## PAGE EXCERPT
*-*-*

CALGARY, ALBERTA–(Marketwired – Oct. 5, 2015) – Shoreline Energy Corp. (“Shoreline” or the “Company“) announced today that the Company has entered into a Plan of Sponsorship and Reorganization Agreement with Highbridge Energy Inc. (“Highbridge“), a private Alberta company.
Pursuant to Shoreline’s application under the Companies’ Creditors Arrangement Act (the “CCAA“), Shoreline is currently subject to an order dated April 13, 2015 granted by the Court of Queen’s Bench of Alberta (the “Court“) which, amongst other matters, has appointed Grant Thornton Limited as the Monitor for Shoreline.
Readers are cautioned that the terms of the Plan of Sponsorship and Reorganization Agreement (the “Agreement“) may be varied or amended. Accordingly, readers are cautioned that it would be inappropriate to rely on the following summary of the Agreement in making an investment decision or otherwise as a source of factual, business or operational information about the parties or their respective affiliates. This summary also contains forward looking statements and readers are cautioned to review the section entitled “Forward Looking and Cautionary Statements” below.
The Plan of Sponsorship and Reorganization
Under the Plan of Sponsorship and Reorganization (the “Plan“), Highbridge intends, and on or about October 9, 2015, to raise up to $500,000 by issuing common shares (“Highbridge Common Shares“) at a price of $0.20 per Highbridge Common Share (the “Initial Private Placement“) and, subsequently, and on or about October 23, 2015, to raise not less than $5,000,000 by issuing units of Highbridge (“Highbridge Units“) at a price of $0.70 per Highbridge Unit (the “Secondary Private Placement“). Each Highbridge Unit will consist of one Highbridge Common Share and one Warrant. Each Warrant will entitle the holder to acquire one Highbridge Common Share at an exercise price of $0.70 for a period of two years from issuance. Pursuant to the Agreement all proceeds of the Initial Private Placement and Secondary Private Placement are to be allocated to consummation of the Plan. In connection with the implementation of the Plan, all options, warrants and other rights to purchase Shoreline common shares will be cancelled. Upon the implementation of the Plan, Shoreline will amalgamate with Highbridge under the Business Corporations Act (Alberta) (the “Amalgamation“) and the resulting issuer’s name will be Highbridge Energy Inc. (the “Resulting Issuer“).

*-*-*

## RECORD EXCERPTS
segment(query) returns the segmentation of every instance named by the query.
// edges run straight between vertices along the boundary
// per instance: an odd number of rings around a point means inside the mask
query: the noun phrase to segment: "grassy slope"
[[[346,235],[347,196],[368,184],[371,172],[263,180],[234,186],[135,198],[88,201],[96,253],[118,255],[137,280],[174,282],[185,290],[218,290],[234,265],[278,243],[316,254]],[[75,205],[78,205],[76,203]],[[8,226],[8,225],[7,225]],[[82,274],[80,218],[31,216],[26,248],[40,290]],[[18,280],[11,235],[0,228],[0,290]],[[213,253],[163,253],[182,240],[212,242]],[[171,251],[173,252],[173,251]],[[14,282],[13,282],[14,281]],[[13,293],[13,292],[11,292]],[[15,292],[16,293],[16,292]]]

*-*-*

## WORK TO BE COMPLETED
According to the Shoreline Energy announcement, what is the price per unit in the Secondary Private Placement?

## RESULT FOR THIS EXERCISE
$0.70 per Highbridge Unit.